### Given text
____

Well we have 26 letters + a space. I leave it to you to choose 3 of them, use one of them once, the other two 25 times, with as many spaces as you want and construct a meaningful sequence from them (in any language using the English alphabet).

Just back from an Adult Chamber Music Festival (aka Band Camp for Adults).  More about that in a future post

A very UNtheoretical approach to cancer diagnosis

We have tons of different antibodies in our blood. Without even taking mutation into account we have 65 heavy chain genes, 27 diversity segments, and 6 joining regions for them (making 10,530) possibilities — then there are 40 genes for the kappa light chains and 30 for the lambda light chains or over 1,200 * 10,530. That’s without the mutations we know that do occur to increase antibody affinity. So the number of antibodies probably ramming around in our blood is over a billion (I doubt that anyone has counted then, just has no one has ever counted the neurons in our brain). Antibodies can bind to anything — sugars, fats, but we think of them as mostly binding to protein fragments.

We also know that cancer is characterized by mutations, particularly in the genes coding for proteins. Many of the these mutations have never been seen by the immune system, so they act as neoantigens. So what [ Proc. Natl. Acad. Sci. vo. 111 pp. E3072 – E3080 ’14 ] did was make a chip containing 10,000 peptides, and saw which of them were bound by antibodies in the blood.

The peptides were 20 amino acids long, with 17 randomly chosen amino acids, and a common 3 amino acid linker to the chip. While 10,000 seems like a lot of peptides, it is a tiny fraction (actually 10^-18
of the 2^17 * 10^17 = 1.3 * 10^22 possible 17 amino acid peptides).

The blood was first diluted 500x so blood proteins other than antibodies don’t bind significantly to the arrays. The assay is disease agnostic. The pattern of binding of a given person’s blood to the chip is called an immunosignature.

____

### Entries provided
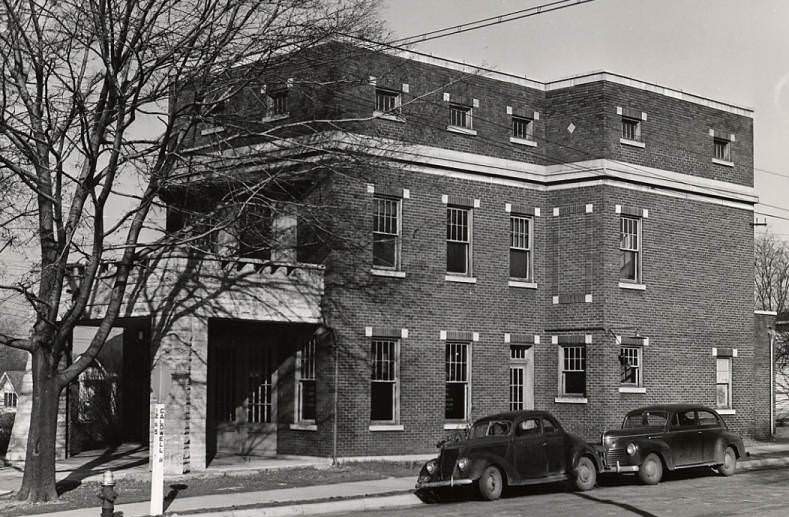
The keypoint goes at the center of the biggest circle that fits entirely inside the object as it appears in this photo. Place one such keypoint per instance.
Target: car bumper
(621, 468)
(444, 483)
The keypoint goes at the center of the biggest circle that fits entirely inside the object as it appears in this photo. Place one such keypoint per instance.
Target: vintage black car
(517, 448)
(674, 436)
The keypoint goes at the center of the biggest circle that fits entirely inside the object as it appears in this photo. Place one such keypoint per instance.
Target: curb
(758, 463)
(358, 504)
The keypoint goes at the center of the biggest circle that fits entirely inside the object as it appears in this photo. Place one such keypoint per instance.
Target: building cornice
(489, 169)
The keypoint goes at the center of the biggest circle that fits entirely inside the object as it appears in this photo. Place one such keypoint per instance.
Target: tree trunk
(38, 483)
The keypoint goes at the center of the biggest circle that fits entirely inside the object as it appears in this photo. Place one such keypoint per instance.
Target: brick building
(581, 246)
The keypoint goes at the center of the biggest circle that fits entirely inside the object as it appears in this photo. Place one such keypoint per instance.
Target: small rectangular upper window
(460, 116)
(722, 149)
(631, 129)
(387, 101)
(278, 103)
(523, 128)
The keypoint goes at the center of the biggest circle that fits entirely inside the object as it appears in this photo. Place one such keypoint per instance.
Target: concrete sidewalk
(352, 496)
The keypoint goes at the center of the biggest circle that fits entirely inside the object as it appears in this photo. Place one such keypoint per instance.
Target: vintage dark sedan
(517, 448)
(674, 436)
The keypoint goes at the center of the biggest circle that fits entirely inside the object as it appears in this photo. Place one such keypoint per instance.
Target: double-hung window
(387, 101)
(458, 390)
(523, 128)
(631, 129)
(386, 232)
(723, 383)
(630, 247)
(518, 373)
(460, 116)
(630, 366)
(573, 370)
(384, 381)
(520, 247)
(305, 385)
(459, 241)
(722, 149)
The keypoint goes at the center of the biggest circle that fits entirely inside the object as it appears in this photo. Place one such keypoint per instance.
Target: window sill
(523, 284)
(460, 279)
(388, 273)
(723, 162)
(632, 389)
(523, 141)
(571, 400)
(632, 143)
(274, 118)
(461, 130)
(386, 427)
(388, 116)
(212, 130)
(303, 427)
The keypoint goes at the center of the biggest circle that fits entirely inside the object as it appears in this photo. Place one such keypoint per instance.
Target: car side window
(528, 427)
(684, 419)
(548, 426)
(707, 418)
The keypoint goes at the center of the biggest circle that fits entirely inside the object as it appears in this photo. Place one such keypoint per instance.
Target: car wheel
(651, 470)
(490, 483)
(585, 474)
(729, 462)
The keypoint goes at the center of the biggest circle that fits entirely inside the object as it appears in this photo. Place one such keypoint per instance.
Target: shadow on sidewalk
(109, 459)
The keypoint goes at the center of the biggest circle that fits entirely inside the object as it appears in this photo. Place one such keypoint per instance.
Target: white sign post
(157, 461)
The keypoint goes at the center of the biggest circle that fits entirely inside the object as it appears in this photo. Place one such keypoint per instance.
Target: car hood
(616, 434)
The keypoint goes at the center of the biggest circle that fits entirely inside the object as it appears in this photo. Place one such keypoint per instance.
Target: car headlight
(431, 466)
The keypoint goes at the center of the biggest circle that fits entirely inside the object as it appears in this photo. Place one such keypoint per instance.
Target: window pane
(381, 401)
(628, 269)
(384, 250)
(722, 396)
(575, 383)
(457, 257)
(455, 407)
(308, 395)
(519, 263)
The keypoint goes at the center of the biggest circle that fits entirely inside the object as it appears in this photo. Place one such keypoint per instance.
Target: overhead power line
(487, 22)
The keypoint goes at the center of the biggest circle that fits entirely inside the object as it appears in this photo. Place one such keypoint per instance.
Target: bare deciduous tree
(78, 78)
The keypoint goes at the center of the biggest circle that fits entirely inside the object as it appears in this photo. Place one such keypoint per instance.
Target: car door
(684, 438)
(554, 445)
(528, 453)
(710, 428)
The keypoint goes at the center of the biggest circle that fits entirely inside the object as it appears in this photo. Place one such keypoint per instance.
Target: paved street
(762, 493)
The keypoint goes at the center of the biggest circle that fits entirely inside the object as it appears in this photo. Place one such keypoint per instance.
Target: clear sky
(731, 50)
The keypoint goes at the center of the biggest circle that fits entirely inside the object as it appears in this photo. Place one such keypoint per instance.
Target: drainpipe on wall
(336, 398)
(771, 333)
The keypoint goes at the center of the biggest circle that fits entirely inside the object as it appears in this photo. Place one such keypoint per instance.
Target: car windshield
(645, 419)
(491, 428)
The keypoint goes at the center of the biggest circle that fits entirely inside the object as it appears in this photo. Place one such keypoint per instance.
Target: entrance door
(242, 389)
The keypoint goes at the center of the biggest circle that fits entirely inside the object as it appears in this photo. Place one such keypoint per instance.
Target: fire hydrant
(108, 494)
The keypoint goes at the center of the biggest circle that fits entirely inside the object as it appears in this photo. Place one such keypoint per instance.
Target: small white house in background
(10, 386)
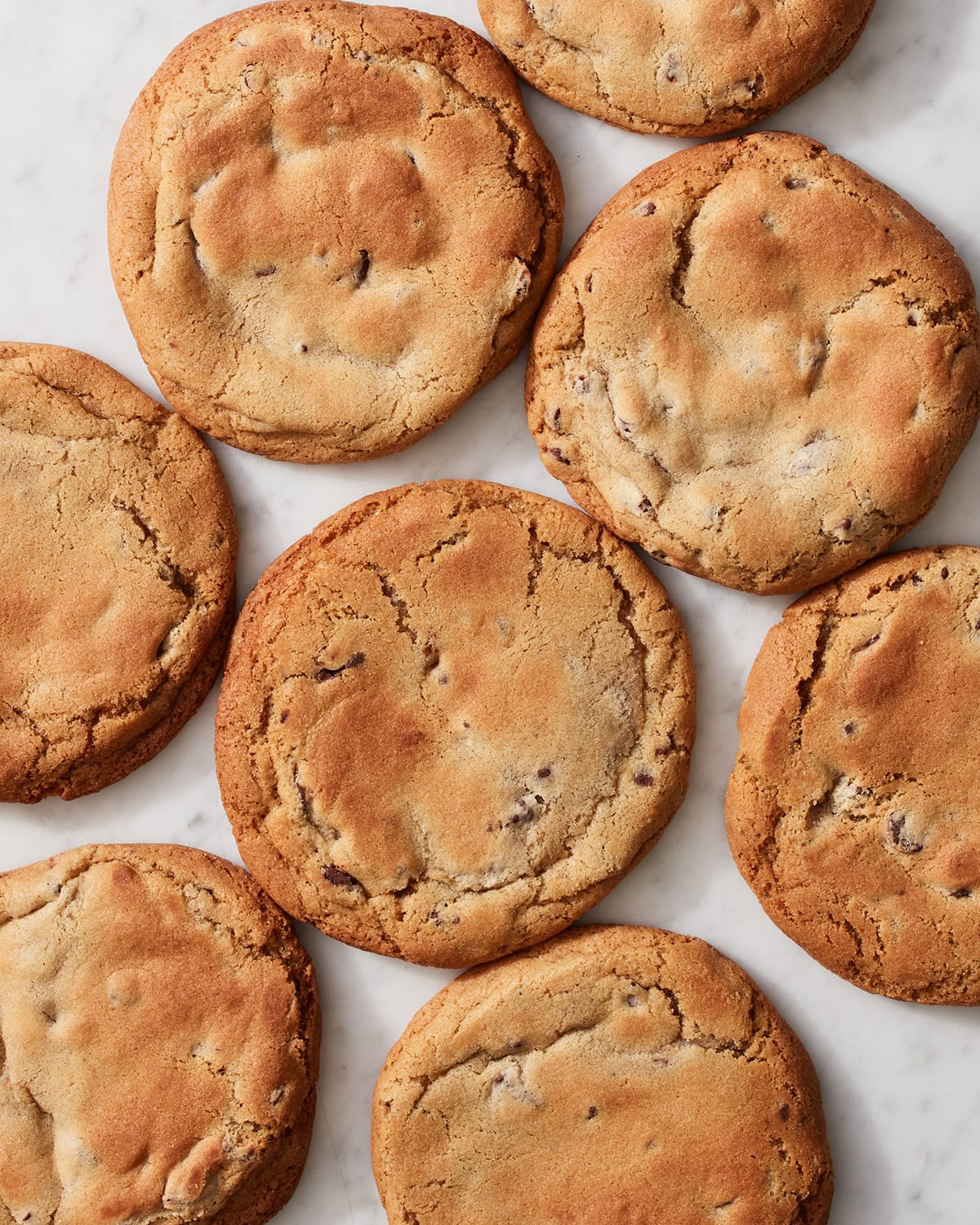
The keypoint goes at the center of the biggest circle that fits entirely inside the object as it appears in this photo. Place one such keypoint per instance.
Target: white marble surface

____

### What to work on
a) For each statement, say whether it agrees with the given text: (i) the peptides on the chip were 20 amino acids long; (ii) the blood was diluted 1,000x before it was applied to the arrays; (iii) the assay is designed to detect one particular disease. Answer yes or no for each, quoting the words of the text that decide it.
b) Translate this sentence from the given text into Spanish: "The pattern of binding of a given person’s blood to the chip is called an immunosignature."
c) From the given text, extract everything from "A very UNtheoretical" down to "to protein fragments.", without changes.
Work from the given text alone.

### Solutions
a)
(i) Yes: "The peptides were 20 amino acids long"
(ii) No: "The blood was first diluted 500x"
(iii) No: "The assay is disease agnostic."

b) El patrón de unión de la sangre de una persona dada al chip se llama inmunofirma.

c)
A very UNtheoretical approach to cancer diagnosis

We have tons of different antibodies in our blood. Without even taking mutation into account we have 65 heavy chain genes, 27 diversity segments, and 6 joining regions for them (making 10,530) possibilities — then there are 40 genes for the kappa light chains and 30 for the lambda light chains or over 1,200 * 10,530. That’s without the mutations we know that do occur to increase antibody affinity. So the number of antibodies probably ramming around in our blood is over a billion (I doubt that anyone has counted then, just has no one has ever counted the neurons in our brain). Antibodies can bind to anything — sugars, fats, but we think of them as mostly binding to protein fragments.